--- begin RECORD EXTRACTS ---

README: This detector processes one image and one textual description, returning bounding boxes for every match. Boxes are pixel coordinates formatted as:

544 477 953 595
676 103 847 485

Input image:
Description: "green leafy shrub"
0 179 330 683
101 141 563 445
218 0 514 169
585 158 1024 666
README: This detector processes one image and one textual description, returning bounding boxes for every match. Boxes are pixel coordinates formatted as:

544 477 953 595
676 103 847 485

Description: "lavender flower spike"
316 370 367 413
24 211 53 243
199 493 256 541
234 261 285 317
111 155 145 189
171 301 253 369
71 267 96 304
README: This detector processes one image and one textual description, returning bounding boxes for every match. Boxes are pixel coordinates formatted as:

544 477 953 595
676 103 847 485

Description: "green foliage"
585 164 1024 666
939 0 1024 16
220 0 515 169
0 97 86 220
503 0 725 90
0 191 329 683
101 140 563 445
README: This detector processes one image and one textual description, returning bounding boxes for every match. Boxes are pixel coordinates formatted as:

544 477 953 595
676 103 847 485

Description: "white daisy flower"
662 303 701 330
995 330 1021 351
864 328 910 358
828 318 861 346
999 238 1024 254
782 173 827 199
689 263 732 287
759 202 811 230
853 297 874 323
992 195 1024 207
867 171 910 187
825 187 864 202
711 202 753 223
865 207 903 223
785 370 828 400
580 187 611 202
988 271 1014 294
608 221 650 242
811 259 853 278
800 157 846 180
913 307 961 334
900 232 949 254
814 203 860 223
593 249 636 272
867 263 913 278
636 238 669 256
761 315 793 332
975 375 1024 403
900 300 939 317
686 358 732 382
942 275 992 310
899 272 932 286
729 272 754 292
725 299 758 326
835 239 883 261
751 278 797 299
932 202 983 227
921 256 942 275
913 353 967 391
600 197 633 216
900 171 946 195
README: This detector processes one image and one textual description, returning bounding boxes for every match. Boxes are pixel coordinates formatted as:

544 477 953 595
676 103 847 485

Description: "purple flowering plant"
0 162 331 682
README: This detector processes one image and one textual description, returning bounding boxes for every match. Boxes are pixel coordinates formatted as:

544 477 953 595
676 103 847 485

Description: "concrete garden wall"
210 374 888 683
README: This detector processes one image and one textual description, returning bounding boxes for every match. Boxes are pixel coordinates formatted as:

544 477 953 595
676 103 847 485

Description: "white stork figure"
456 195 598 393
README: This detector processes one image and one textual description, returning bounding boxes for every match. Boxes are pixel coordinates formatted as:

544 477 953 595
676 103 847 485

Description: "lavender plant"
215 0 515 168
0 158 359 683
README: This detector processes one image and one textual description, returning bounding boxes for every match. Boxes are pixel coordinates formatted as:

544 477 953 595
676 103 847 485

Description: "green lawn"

--- end RECORD EXTRACTS ---

Copy the listing again starting at its first line and ending at the line containing "101 140 563 445", changing every "bounding boxes" to "bounding rectangles" and leaving everything else untouched.

EXERCISE OUTPUT —
README: This detector processes one image and one textual description, returning bounding rectangles for every match. Boxes are pixel coordinates formatted as:

544 477 953 595
676 103 847 485

Input image:
Description: "green leafy shrub"
0 179 330 683
101 141 563 445
218 0 514 169
585 158 1024 666
README: This detector processes one image and one textual description, returning bounding rectangles for every match. Boxes are pixel coordinates formatted as:

544 477 953 595
676 103 847 485

Description: "lavender flower spike"
316 370 367 413
24 211 53 243
199 493 256 541
234 261 285 317
111 155 145 189
171 301 253 369
71 267 96 304
README: This detector processes one image and one textual description, returning bounding rectangles for every match. Boxes are pixel coordinates formatted as:

544 477 953 595
676 103 847 485

Description: "green foliage"
585 164 1024 666
939 0 1024 16
220 0 515 169
0 97 86 220
503 0 725 90
0 191 329 683
101 140 563 445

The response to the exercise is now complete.